WORK TO DO »
Show each line of the listing below that contains the word "every", copying those lines in full.

EXCERPTED DATA »
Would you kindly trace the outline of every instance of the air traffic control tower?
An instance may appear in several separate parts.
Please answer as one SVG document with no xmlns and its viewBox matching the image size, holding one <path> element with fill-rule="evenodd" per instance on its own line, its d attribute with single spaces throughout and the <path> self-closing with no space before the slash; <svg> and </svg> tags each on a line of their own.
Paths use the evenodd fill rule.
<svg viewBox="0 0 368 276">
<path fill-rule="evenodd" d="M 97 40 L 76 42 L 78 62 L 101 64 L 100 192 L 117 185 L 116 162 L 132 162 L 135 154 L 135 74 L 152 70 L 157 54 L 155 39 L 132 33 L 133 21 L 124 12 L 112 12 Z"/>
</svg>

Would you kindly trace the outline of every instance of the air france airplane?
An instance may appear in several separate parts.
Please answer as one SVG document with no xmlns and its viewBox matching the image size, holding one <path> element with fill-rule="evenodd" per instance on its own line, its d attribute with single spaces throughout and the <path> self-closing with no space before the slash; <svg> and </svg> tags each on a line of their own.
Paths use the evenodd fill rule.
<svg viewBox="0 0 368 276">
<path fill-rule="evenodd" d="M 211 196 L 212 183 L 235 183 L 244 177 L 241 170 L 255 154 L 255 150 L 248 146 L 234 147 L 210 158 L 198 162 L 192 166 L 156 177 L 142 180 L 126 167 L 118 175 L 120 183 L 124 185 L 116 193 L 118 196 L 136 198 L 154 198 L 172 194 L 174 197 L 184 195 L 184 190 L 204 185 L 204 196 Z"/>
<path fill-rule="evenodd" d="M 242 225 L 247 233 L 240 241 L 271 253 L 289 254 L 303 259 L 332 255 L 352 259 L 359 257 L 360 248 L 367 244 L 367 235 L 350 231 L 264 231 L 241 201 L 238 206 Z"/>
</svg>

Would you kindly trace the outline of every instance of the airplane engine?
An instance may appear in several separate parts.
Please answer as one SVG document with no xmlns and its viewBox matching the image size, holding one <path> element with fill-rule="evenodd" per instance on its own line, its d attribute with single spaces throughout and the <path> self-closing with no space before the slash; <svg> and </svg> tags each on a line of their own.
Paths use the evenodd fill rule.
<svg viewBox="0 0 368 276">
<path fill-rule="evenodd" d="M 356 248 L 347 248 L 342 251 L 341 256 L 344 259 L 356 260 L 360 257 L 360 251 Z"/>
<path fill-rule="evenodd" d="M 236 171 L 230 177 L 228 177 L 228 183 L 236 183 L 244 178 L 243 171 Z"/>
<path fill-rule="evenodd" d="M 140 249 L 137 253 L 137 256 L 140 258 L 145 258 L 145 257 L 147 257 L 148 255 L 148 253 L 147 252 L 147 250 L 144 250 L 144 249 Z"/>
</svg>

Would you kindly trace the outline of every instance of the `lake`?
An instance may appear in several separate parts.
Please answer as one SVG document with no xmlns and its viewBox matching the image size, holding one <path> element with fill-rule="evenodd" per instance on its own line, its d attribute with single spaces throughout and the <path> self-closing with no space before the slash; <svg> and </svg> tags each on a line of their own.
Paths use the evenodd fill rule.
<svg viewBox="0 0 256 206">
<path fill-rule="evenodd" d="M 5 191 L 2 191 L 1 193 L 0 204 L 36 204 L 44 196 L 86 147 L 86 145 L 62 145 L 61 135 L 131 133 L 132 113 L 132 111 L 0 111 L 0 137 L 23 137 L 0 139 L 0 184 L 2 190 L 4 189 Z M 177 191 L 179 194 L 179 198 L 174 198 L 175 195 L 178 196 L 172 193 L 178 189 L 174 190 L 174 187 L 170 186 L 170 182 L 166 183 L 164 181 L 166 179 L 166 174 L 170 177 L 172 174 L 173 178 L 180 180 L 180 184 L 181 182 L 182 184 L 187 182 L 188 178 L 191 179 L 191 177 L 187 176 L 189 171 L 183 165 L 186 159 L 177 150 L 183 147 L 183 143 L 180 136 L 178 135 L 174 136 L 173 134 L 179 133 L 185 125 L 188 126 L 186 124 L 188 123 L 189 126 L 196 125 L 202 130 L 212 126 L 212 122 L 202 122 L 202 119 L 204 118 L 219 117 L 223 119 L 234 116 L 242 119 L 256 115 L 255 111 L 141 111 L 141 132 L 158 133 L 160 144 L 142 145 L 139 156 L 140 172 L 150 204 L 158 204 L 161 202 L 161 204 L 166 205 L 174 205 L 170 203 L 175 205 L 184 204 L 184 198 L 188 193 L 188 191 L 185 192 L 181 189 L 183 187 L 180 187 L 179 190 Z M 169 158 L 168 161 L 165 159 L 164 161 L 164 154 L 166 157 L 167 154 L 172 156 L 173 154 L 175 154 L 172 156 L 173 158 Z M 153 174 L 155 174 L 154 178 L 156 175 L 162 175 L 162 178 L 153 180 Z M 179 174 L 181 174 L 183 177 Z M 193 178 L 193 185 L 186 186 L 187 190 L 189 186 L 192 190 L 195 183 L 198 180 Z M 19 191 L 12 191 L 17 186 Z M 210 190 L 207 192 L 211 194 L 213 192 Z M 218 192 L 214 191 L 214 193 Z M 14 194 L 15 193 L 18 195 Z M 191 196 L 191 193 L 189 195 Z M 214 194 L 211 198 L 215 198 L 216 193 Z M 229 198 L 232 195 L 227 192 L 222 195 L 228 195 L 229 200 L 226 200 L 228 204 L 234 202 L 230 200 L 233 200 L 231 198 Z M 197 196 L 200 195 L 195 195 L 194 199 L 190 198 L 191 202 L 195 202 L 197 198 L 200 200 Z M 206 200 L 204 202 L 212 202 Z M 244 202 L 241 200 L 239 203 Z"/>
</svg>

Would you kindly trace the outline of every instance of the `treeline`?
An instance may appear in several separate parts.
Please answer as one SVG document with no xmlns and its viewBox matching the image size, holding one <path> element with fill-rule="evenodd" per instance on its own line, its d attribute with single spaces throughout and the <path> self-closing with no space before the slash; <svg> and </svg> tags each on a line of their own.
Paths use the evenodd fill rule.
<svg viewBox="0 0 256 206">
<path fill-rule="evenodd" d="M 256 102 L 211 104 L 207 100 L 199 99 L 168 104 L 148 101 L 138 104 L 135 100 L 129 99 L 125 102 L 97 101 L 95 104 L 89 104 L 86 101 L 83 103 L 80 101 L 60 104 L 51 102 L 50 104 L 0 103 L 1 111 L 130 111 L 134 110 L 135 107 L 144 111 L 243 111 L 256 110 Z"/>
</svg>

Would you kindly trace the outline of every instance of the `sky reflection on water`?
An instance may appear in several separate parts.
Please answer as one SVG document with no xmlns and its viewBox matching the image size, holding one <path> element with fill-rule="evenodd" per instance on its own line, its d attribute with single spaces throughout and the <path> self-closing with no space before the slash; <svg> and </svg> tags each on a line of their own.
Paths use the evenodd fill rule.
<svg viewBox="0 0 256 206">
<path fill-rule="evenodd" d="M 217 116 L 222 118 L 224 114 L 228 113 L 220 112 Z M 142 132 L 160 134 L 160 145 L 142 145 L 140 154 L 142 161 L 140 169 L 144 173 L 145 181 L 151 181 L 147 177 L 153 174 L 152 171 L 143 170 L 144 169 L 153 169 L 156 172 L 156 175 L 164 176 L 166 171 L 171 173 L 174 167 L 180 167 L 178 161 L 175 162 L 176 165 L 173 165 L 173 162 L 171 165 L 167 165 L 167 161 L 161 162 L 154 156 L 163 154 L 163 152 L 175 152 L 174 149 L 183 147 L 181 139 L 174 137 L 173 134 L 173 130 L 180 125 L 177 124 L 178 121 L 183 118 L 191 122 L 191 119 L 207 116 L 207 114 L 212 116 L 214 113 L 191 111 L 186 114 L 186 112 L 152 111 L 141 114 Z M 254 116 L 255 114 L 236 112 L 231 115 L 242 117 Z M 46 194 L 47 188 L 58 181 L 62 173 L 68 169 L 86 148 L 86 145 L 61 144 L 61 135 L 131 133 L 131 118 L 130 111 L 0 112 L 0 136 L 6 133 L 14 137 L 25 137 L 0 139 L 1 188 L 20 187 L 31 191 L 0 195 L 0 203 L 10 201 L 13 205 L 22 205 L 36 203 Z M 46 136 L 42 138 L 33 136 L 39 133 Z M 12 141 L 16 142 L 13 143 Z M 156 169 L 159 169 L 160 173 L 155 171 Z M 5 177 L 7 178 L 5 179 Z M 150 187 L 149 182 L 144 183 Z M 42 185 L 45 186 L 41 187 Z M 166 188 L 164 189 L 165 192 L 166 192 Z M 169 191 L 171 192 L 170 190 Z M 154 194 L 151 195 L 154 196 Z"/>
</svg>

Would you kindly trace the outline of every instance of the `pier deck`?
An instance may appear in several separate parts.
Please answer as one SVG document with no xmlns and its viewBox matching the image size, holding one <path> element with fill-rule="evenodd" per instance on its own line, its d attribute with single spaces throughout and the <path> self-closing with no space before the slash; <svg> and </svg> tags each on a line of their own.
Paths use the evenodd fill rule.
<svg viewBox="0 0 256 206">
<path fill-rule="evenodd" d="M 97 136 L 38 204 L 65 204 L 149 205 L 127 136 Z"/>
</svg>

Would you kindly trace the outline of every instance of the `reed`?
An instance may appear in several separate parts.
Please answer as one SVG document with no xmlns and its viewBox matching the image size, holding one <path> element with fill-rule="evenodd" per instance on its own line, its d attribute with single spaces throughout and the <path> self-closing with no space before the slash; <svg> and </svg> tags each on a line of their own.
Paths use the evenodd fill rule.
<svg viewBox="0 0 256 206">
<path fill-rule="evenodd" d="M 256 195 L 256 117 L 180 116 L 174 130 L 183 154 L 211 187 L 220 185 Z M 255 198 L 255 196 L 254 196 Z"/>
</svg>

ANSWER TO THIS TASK »
Would you kindly trace the outline of every instance of the air traffic control tower?
Would you kindly trace the outline of every instance of the air france airplane?
Would you kindly trace the outline of every instance of the airplane engine?
Would you kindly trace the outline of every instance of the `lake`?
Would you kindly trace the outline of every instance of the `treeline`?
Would you kindly trace the outline of every instance of the `sky reflection on water`?
Would you kindly trace the outline of every instance of the `pier deck`?
Would you kindly trace the outline of every instance of the `reed`?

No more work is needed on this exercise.